Et puis ce fut l’envol lorsque je fus pressenti pour mettre en place les premiers groupes d’aide psychopédagogiques dans la ville des Mureaux avec une équipe de trois personnes, dont deux psychologues. Cette fonction n’existait pas, nous essuyâmes les plâtres cette année-là avant qu’une formation sérieuse et solide ne soit mise en place à l’Ecole Normale de Versailles. L’inspecteur faisait son apprentissage avec moi, puisque tous les soirs je devais lui rendre compte précisément de mes rééducations de la journée… Le système était lancé.
Aussi paradoxal que cela puisse paraître, j’allais venir en aide aux enfants en grande difficulté d’apprentissage scolaire. Un spécialiste de l’anti-torture scolaire. Un travail qui m’a passionné. Guidé par la recherche permanente à la lumière des cas qui m’étaient présentés, je n’ai cessé d’apprendre les choses de la vie. Du sur mesure, un regard bienveillant, une relation tournée vers l’écoute avant tout. Un ancien galérien allait mettre son expérience passée au service de ceux qui se débattaient pour échapper au bagne. Une belle aventure et un pied de nez à mon passé douloureux. Mon père et tous les miens qui ne s’attendaient pas à une telle histoire, ont respiré quelques bouffées de joie et connu enfin le sourire apaisant.
La vie n’est pas simple mais à y coller au plus près, que la vie est belle !
*Médicaments ototoxiques= C’étaient des médicaments destinés à soigner des inflammations graves d’origine bactérienne. A fortes doses, ils détruisaient le nerf auditif et causaient surdité totale ou partielle. Cet effet secondaire n’était pas connu à l’époque.
Vous avez déjà vu cette image, c’était mon dernier jour dans l’école d’application de Vauban à Versailles. Je n’ai plus travaillé dans une classe après celle-ci avant mon retour en Corse. Je crois que cette photo résume bien l’état d’esprit de mon parcours : nous étions unis et voyagions tous ensemble. Une belle aventure.
J’avais retenu l’essentiel via les lectures successives de tes textes. Pourtant, la mémoire rafraichie et quelques anecdotes complémentaires m’ont fait grand plaisir. A te relire.
Belles anecdotes pour une époque incomparable où l’avenir paraissait plein de promesses ! (les trente glorieuses)… Souviens-toi, Simon d’un été studieux au milieu des années 1960’s (1964-67 ??) où mon paternel pensant à juste titre que j’avais besoin de cours particuliers (de français ou de math ?? J’ai oublié, avec le temps… ?) car j’adorais à cette époque les derniers bancs de la classe jusqu’à l’école buissonnière !… Je n’étais pas encore enclin à découvrir les bienfaits des connaissances scolaires, lui préférant les petits dessins dans les marges des cahiers ! Rêveur j’étais. Et donc, toi Simon, tu fus très jeune, pressenti pour me dipenser des cours particuliers (de français ou de maths ?) à l’école primaire (celle du préau ovale !) et qui me furent très profitables. Tu étais un excellent pédagogue.

### CONSIGNE 1
Comment traduire en anglais cette phrase de l'extrait fourni : « Cet effet secondaire n’était pas connu à l’époque. » ?
### CONSIGNE 2
Pouvez-vous reproduire tel quel le passage de l'extrait fourni qui commence aux mots « La vie n’est » et s'arrête après « connu à l’époque. » ?

### MATÉRIEL EXTRAIT
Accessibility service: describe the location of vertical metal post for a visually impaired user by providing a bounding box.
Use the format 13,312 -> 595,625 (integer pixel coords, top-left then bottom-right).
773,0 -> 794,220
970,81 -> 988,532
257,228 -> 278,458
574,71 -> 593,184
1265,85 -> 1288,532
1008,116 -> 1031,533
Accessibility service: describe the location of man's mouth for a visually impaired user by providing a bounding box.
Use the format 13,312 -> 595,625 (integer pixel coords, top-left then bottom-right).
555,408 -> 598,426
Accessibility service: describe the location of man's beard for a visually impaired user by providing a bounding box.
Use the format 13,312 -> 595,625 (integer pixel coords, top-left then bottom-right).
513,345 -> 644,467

### RÉSULTAT DE L'EXERCICE 1
This side effect was not known at the time.

### RÉSULTAT DE L'EXERCICE 2
La vie n’est pas simple mais à y coller au plus près, que la vie est belle !
*Médicaments ototoxiques= C’étaient des médicaments destinés à soigner des inflammations graves d’origine bactérienne. A fortes doses, ils détruisaient le nerf auditif et causaient surdité totale ou partielle. Cet effet secondaire n’était pas connu à l’époque.